PÁGINA
········

Medidas do governo Lula acabam com modelo desenvolvido por FHC

"Pacote" prevê auditoria no Incra e nova reforma agrária

EDUARDO SCOLESE
DA AGÊNCIA FOLHA

O modelo de reforma agrária tocado pelo governo Fernando Henrique Cardoso (1995-2002) está com os dias contados. Isso porque o Ministério do Desenvolvimento Agrário já tem em mãos um pacote de medidas que promoverá uma verdadeira reviravolta no setor.
Drásticas, as mudanças elaboradas pelo governo Luiz Inácio Lula da Silva e que serão anunciadas a partir desta semana vão desde a mudança dos conceitos para "assentado" e "assentamento" até a criação de um novo Plano Nacional de Reforma Agrária.
Além disso, segundo a Agência Folha apurou, o Planalto acabará com a inscrição via Correios dos sem-terra interessados nos programas de reforma agrária e ainda promoverá uma extensa auditoria no Incra (Instituto de Colonização e Reforma Agrária) a fim de reestruturar o órgão.
Outro ponto é também político. O ministério fará uma ampla auditoria no campo, possivelmente em convênio com a Unicamp (Universidade Estadual de Campinas), para evitar que o PSDB continue a propagandear o "assentamento de mais de 600 mil famílias" na era FHC. A própria Folha já indicou, no ano passado, que tais números foram inflados.

········

DADOS FORNECIDOS
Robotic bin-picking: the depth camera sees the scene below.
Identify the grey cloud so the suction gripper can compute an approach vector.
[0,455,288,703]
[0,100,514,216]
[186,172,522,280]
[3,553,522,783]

········

QUESTÕES E TAREFAS
• a. Reescreva o trecho da notícia sobre a reforma agrária que começa nas palavras "Medidas do governo" e termina após "de Reforma Agrária.", substituindo "pacote de medidas" por "conjunto de medidas".
• b. Segundo a notícia sobre a reforma agrária, com qual universidade o ministério possivelmente firmará convênio para a auditoria no campo?

RESPOSTAS DO EXERCÍCIO
• a.
Medidas do governo Lula acabam com modelo desenvolvido por FHC

"Pacote" prevê auditoria no Incra e nova reforma agrária

EDUARDO SCOLESE
DA AGÊNCIA FOLHA

O modelo de reforma agrária tocado pelo governo Fernando Henrique Cardoso (1995-2002) está com os dias contados. Isso porque o Ministério do Desenvolvimento Agrário já tem em mãos um conjunto de medidas que promoverá uma verdadeira reviravolta no setor.
Drásticas, as mudanças elaboradas pelo governo Luiz Inácio Lula da Silva e que serão anunciadas a partir desta semana vão desde a mudança dos conceitos para "assentado" e "assentamento" até a criação de um novo Plano Nacional de Reforma Agrária.

• b. Com a Unicamp (Universidade Estadual de Campinas).